» ABOUT THIS TASK: Transcribe all of the records exactly, leaving every line as it is.

» EXTRACTED INFORMATION:
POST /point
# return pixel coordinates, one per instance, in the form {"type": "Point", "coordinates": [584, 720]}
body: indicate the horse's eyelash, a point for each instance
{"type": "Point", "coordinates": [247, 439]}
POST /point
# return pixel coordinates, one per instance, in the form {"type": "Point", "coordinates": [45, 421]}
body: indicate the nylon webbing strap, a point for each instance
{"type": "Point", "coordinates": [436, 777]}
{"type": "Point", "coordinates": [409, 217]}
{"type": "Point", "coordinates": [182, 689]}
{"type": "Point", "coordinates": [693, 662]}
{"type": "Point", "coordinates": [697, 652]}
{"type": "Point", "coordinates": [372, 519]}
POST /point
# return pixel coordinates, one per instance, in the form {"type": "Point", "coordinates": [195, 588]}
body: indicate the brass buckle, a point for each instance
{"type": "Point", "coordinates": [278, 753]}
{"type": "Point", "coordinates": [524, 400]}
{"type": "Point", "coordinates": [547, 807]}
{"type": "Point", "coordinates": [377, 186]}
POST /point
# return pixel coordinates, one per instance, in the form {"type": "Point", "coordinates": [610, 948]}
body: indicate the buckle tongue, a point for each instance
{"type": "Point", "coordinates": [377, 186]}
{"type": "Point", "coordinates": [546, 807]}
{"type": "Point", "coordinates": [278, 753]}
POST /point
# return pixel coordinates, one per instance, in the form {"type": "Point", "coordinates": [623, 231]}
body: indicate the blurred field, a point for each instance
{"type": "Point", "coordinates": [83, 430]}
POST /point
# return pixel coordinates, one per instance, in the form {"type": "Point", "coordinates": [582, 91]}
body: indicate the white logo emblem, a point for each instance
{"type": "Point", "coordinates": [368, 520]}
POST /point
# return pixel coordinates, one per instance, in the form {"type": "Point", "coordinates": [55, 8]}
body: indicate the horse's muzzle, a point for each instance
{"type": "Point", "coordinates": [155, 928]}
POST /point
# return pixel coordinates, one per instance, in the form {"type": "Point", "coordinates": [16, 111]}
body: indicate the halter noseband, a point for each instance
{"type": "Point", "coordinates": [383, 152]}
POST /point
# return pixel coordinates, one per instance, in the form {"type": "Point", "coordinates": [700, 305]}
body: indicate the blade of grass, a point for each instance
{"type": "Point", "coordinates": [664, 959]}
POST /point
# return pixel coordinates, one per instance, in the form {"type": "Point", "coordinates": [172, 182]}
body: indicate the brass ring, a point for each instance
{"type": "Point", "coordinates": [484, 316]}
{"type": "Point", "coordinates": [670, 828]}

» RESPONSE AREA:
POST /point
# return pixel coordinates, one per instance, in the form {"type": "Point", "coordinates": [584, 720]}
body: indicate the horse's eyelash, a point for each instance
{"type": "Point", "coordinates": [247, 439]}
POST /point
# return pixel coordinates, one per instance, in the form {"type": "Point", "coordinates": [45, 421]}
body: indicate the nylon webbing strap, a point for each instance
{"type": "Point", "coordinates": [436, 777]}
{"type": "Point", "coordinates": [409, 217]}
{"type": "Point", "coordinates": [182, 689]}
{"type": "Point", "coordinates": [693, 662]}
{"type": "Point", "coordinates": [697, 652]}
{"type": "Point", "coordinates": [372, 519]}
POST /point
# return pixel coordinates, one per instance, in the form {"type": "Point", "coordinates": [195, 588]}
body: indicate the brass buckle, a point for each instance
{"type": "Point", "coordinates": [278, 753]}
{"type": "Point", "coordinates": [524, 400]}
{"type": "Point", "coordinates": [547, 807]}
{"type": "Point", "coordinates": [377, 186]}
POST /point
# return pixel coordinates, one per instance, in the form {"type": "Point", "coordinates": [610, 948]}
body: indicate the buckle tongue, a point for each instance
{"type": "Point", "coordinates": [377, 186]}
{"type": "Point", "coordinates": [546, 807]}
{"type": "Point", "coordinates": [278, 753]}
POST /point
# return pixel coordinates, one per instance, in the form {"type": "Point", "coordinates": [623, 231]}
body: indicate the blurred field, a point for each instance
{"type": "Point", "coordinates": [83, 430]}
POST /point
# return pixel coordinates, one per instance, in the form {"type": "Point", "coordinates": [582, 91]}
body: indicate the white logo emblem, a point for each instance
{"type": "Point", "coordinates": [368, 520]}
POST /point
# return pixel coordinates, one per instance, in the form {"type": "Point", "coordinates": [55, 8]}
body: indicate the horse's muzzle, a point for each instance
{"type": "Point", "coordinates": [155, 928]}
POST /point
# return pixel coordinates, one per instance, in the form {"type": "Point", "coordinates": [16, 111]}
body: indicate the halter noseband, a point for each instance
{"type": "Point", "coordinates": [383, 152]}
POST /point
# return pixel coordinates, one per instance, in the form {"type": "Point", "coordinates": [700, 305]}
body: indicate the blade of grass, a point for each instance
{"type": "Point", "coordinates": [664, 959]}
POST /point
# return pixel coordinates, one per instance, in the form {"type": "Point", "coordinates": [172, 182]}
body: indicate the brass ring, a point for each instance
{"type": "Point", "coordinates": [484, 316]}
{"type": "Point", "coordinates": [670, 828]}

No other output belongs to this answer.